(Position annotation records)
=======
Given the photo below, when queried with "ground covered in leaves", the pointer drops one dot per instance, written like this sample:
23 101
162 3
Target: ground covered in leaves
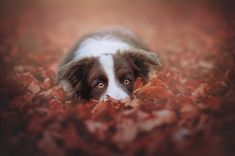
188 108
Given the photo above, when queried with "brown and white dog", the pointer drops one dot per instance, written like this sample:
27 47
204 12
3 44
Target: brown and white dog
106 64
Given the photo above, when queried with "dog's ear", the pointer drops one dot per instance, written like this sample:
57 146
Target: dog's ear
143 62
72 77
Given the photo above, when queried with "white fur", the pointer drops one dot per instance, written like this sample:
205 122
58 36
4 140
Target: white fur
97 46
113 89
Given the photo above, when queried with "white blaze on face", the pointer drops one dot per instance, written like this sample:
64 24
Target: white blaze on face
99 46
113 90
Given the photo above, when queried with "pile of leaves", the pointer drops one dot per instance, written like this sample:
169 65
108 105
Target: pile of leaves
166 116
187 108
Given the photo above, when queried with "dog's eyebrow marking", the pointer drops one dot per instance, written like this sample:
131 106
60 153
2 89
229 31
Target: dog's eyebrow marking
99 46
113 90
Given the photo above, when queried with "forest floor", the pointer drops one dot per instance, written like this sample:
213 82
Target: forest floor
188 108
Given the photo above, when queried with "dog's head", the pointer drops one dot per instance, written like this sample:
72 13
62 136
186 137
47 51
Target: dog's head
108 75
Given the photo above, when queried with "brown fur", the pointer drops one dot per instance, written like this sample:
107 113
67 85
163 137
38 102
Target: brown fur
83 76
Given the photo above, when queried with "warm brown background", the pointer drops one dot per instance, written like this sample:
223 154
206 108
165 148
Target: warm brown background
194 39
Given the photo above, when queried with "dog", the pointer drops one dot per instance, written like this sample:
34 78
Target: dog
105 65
=======
#### Task description
Leave out the pictures and give the rest of the records again exactly.

#### Solution for this problem
Given the photo below, when queried with "ground covered in leaves", the pointer drops one dot per instance, written like this sample:
23 101
162 3
Target: ground covered in leaves
188 108
Given the photo above, when queried with "brown and white dog", the pointer drops one dot per instance, written like this sample:
27 47
204 12
3 44
Target: brown and white dog
106 64
Given the photo above, when queried with "dog's ear", the pointer drops one dot per instance, written like this sample:
57 146
Target: dog's ear
143 62
72 77
Given the photo above, when queried with "white fur", the pointer drops one dot per instance, written like this sample:
205 122
58 36
4 140
Target: white fur
97 46
113 89
Given the photo above, when queried with "white blaze on face", the pointer drops one dot per instance, written like this sample:
64 24
Target: white blaze on face
99 46
113 90
Given the photo above, when queried with "pile of leaves", the pointer drops one dot per instance, written like this sample:
169 65
108 105
Target: pile of leaves
166 116
187 108
Given the photo above, when queried with "dog's eyebrow marking", the pointer drops one dot per instance, written like this sample:
131 106
60 153
2 89
229 31
Target: dog's eyebrow marking
99 46
113 90
Given the photo above, when queried with "forest floor", the pointer drops one dot per instance, written like this sample:
213 82
Target: forest floor
188 108
Given the photo above, when queried with "dog's head", the pointer drops one dot per instance, written like this sample:
72 13
62 136
186 137
47 51
Target: dog's head
108 75
Given the photo above, when queried with "brown fur", the pointer drops one dot per instance, written like this sample:
107 113
67 85
163 137
38 102
Target: brown fur
83 76
Given the photo above, when queried with "warm brown background", the pointer drops one dot per instance, written like this sample:
223 154
206 108
165 148
Target: warm brown background
194 39
Given the photo above, when queried with "dog", the pointer drops one dot per instance, written like this sample:
34 78
Target: dog
105 65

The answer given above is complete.